Exercice proposé 1 |
Répondez à ces questions d'après l'expertise de la commode en tombeau :
(a) Selon Daniel Alcouffe, à partir de quelle année le terme générique de « commode » s'impose-t-il ?
(b) En quel bois est le bâti de la commode décrite ?
(c) À quelle date Jean-Charles Ellaume a-t-il été reçu Maître de la Communauté des menuisiers-ébénistes ?
Exercice proposé 2 | Dressez la liste des éléments en bronze doré que l'expertise de la commode en tombeau énumère entre parenthèses.
Exercice proposé 3 | Traduisez en anglais cette phrase de l'expertise de la commode en tombeau : « Son atelier était situé rue Traversière dans le célèbre quartier du Faubourg Saint-Antoine à Paris. »

EXPERTISE MOBILIER
La commode dite “en Tombeau” : en placage de bois de violette sur bâti, bronzes dorés ciselés, marbre Royal des Flandres, travail parisien d’époque Louis 15, estampillée de J-C Ellaume, 719 × 481 cm, vers 1730-1740, Estimation environ : 4000 / 4500 Euros.
Sur le plan des influences, la commode dite “en tombeau” est une réinterprétation des sarcophages antiques datant du IIe siècle ap. J.-C. En fait, c’est la forme parallélépipédique de ces sarcophages, qui est à l’origine de cette appellation.
La question que l’on se pose en premier lieu est : à partir de quand parle-t-on de commode en “tombeau” dans l’histoire du meuble ?
Les premières commodes remontent aux années 1695 et les livraisons de commodes pour le Garde-Meuble pour la Couronne datent de 1698. Auparavant, on désignait la commode sous l’appellation de “bureau en commode”, or, le terme générique de “commode” ne s’imposera seulement qu’à partir de 1711 selon Daniel Alcouffe ( Alcouffe, 1991, p.39).
Vers les années 1715-1730, le chantournement en plan et en élévation sur les trois faces du meuble, induit le dessin sinueux du plateau. Nous détecterons progressivement sur ces commodes, une ligne en accolade ou en arbalète. Au niveau de l’élévation, se dessine des tiroirs à volumes convexes et concaves. La ligne en “S” tend à se démocratiser et à se répandre d’une manière générale. Les documents de l’époque attestent de cette nouvelle commode qui sera dorénavant appelée “commode en tombeau”. Celle-ci sera produite jusqu’au milieu du 18e siècle…
Au niveau de la description, notre commode plaquée en bois de violette disposé en frisage sur un bâti “en chêne”, présente une forme assez lourde et imposante. Elle est composée de quatre tiroirs dont deux petits en ceinture, séparés par quatre traverses apparentes, dont l’une est chantournée en cul-de-lampe. Les traverses disparaîtront progressivement vers les années 1740 tout comme le montage du meuble. La ligne des pieds formant un “S” épouse l’élévation des côtés. L’ornementation est assurée par ces bronzes dorés déchiquetés, ( chutes, sabots, tablier, entrées de serrure, et poignées de tirage fixe) disposés en applique sur le meuble. Le tout est couronné d’un marbre Royal des Flandres à bec de corbin, épousant le contour du meuble…
Du point de vue de la datation, cette commode “à la régence” est à situer dans les années 1730-1740, sous le règne de Louis XV. Elle a été réalisée par Jean-Charles Ellaume, reçu Maître de la Communauté des menuisiers-ébénistes le 6 novembre 1754. Son atelier était situé rue Traversière dans le célèbre quartier du Faubourg Saint-Antoine à Paris. Il pratique la technique du placage en frisage. Sa fabrication est soignée : commode « tombeau » d’époque Régence, à traverses apparentes…
Henry Havard fait figurer Ellaume parmi les ébénistes qui ont réalisés « des ouvrages d’une certaine valeur depuis l’année 1608 jusqu’à la fin de l’Ancien Régime »; et Jean Nicolay fait l’éloge d’Ellaume dans L’art et la manière des maîtres ébénistes français au 18e siècle : « Ses bureaux ont toujours une ligne harmonieuse et d’excellents proportions. Ils sont le plus souvent marquetés en bois de rose… Les bronzes sont toujours élégants et sobres et assurent discrètement une ornementation distinguée…».

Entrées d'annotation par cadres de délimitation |
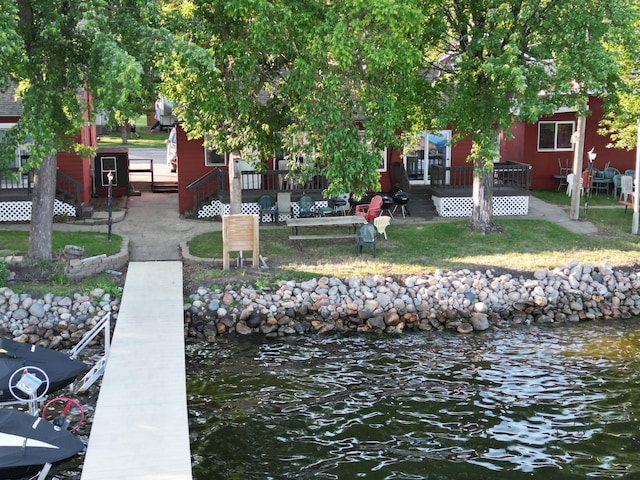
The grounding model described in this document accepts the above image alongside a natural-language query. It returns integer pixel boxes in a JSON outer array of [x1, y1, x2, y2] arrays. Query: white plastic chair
[[567, 173, 584, 197], [373, 217, 391, 240], [620, 175, 633, 201], [333, 193, 351, 215]]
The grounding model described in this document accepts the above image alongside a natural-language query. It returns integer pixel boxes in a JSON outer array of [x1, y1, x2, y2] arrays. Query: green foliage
[[0, 260, 9, 286], [163, 0, 421, 196], [0, 0, 166, 259]]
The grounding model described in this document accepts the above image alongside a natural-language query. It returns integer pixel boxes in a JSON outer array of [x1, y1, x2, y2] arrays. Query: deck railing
[[187, 169, 327, 212], [187, 168, 226, 212], [430, 161, 531, 190]]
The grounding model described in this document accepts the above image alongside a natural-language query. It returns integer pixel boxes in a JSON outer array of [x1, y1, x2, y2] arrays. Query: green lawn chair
[[298, 195, 318, 218], [258, 195, 278, 223], [356, 223, 378, 258]]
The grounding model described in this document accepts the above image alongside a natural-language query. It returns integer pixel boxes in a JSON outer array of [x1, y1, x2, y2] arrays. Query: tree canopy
[[163, 0, 421, 196], [0, 0, 162, 260], [421, 0, 637, 232]]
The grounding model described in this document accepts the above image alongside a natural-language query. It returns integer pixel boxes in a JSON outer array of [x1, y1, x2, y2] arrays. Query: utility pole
[[570, 115, 586, 220]]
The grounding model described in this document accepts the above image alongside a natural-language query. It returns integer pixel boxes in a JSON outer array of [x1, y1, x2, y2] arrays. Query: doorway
[[404, 130, 451, 185]]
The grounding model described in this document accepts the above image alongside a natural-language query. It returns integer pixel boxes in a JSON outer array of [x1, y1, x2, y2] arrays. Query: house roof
[[0, 82, 22, 117]]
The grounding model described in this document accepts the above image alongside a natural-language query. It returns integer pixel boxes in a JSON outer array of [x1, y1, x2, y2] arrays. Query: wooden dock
[[81, 262, 193, 480]]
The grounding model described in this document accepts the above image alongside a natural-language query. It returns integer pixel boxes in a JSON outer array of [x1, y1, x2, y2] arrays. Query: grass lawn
[[0, 192, 640, 293], [0, 230, 123, 295], [189, 212, 640, 281]]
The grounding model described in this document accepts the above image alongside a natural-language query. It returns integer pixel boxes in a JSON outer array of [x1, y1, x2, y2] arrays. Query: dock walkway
[[81, 261, 192, 480]]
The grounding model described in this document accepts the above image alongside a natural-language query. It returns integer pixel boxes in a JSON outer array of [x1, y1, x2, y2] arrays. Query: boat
[[0, 407, 85, 479], [0, 338, 88, 403]]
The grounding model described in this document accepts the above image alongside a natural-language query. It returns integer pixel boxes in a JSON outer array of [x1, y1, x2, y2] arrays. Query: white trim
[[202, 134, 229, 167], [376, 147, 388, 172], [536, 120, 576, 152]]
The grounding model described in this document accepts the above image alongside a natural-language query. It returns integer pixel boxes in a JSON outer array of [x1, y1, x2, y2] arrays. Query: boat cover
[[0, 407, 84, 478], [0, 338, 88, 403]]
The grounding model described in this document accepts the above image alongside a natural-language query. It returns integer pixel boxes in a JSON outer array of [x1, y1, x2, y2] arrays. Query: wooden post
[[570, 116, 586, 220], [229, 156, 242, 215], [222, 215, 260, 270], [631, 118, 640, 235]]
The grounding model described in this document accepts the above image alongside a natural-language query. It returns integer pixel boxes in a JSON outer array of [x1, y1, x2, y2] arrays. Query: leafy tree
[[419, 0, 637, 233], [0, 0, 164, 260], [163, 0, 421, 196], [601, 2, 640, 149]]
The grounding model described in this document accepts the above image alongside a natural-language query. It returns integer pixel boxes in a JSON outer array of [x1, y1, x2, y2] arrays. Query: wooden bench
[[618, 200, 633, 212], [289, 233, 357, 240]]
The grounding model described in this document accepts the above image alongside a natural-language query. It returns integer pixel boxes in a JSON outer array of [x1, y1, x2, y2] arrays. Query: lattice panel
[[433, 195, 529, 217], [0, 199, 76, 222]]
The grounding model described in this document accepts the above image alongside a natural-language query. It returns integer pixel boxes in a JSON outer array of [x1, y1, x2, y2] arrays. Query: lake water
[[187, 321, 640, 480]]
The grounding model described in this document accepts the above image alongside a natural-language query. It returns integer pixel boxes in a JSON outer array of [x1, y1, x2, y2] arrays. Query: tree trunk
[[229, 158, 242, 215], [469, 158, 502, 234], [28, 153, 58, 262], [120, 120, 129, 145]]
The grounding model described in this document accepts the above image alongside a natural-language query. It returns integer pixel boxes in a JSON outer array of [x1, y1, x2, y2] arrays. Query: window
[[360, 130, 387, 172], [204, 136, 227, 167], [0, 123, 33, 169], [538, 122, 575, 151]]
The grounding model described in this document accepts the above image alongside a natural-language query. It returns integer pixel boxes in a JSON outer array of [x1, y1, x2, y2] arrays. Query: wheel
[[9, 366, 49, 402], [42, 397, 84, 433]]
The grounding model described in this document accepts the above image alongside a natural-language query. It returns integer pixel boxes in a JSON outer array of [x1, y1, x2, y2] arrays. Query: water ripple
[[188, 323, 640, 480]]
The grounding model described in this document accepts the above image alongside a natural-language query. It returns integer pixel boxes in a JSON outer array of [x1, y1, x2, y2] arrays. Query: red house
[[501, 96, 636, 190], [0, 85, 96, 221]]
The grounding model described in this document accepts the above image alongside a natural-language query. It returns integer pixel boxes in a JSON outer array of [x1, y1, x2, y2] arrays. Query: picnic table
[[287, 215, 367, 240]]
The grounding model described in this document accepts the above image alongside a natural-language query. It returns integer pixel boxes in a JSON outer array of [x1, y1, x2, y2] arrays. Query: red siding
[[513, 97, 635, 190], [58, 124, 97, 205], [176, 125, 226, 214]]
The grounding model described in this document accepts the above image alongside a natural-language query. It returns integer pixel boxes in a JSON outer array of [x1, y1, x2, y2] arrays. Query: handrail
[[430, 160, 531, 190], [187, 168, 223, 213], [186, 168, 327, 212]]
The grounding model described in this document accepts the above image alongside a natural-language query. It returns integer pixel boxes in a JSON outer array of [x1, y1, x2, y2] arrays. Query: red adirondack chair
[[356, 195, 382, 222]]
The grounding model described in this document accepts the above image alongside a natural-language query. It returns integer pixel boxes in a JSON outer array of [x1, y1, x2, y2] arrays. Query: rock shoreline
[[185, 261, 640, 341], [0, 261, 640, 348]]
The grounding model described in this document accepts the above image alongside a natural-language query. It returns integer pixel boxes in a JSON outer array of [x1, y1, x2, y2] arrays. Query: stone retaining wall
[[65, 235, 129, 280], [185, 261, 640, 340], [0, 261, 640, 348]]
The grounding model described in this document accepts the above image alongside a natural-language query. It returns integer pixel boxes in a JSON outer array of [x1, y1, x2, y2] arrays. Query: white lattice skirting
[[198, 200, 328, 223], [432, 195, 529, 217], [0, 199, 76, 222]]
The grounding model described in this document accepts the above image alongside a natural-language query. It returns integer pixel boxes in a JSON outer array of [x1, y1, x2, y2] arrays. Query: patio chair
[[620, 175, 633, 201], [298, 195, 318, 218], [332, 193, 351, 215], [612, 173, 622, 198], [356, 195, 382, 222], [356, 223, 376, 258], [373, 216, 391, 240], [258, 195, 278, 223], [567, 173, 583, 197], [277, 192, 292, 218]]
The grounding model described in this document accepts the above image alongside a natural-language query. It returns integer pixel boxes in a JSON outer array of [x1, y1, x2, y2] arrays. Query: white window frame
[[360, 130, 388, 172], [536, 120, 576, 152], [202, 135, 229, 167]]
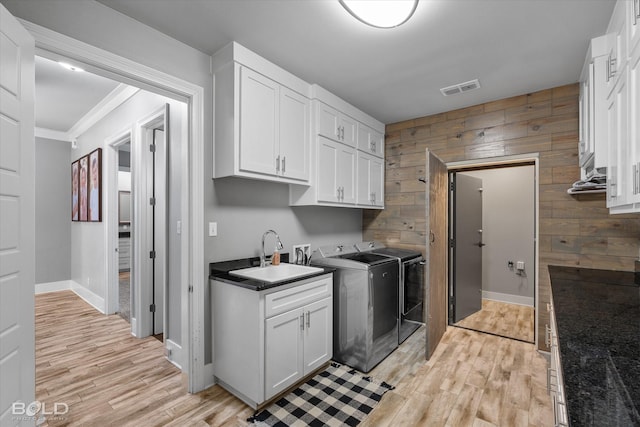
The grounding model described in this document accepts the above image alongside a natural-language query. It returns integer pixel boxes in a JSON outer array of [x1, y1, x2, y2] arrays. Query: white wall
[[463, 165, 536, 306], [35, 138, 71, 284], [2, 0, 362, 382], [71, 91, 186, 343]]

Réponse complète 1 |
(a) À partir de 1711.
(b) En chêne.
(c) Le 6 novembre 1754.

Réponse complète 2 |
chutes
sabots
tablier
entrées de serrure
poignées de tirage fixe

Réponse complète 3 | His workshop was located on rue Traversière in the famous Faubourg Saint-Antoine district of Paris.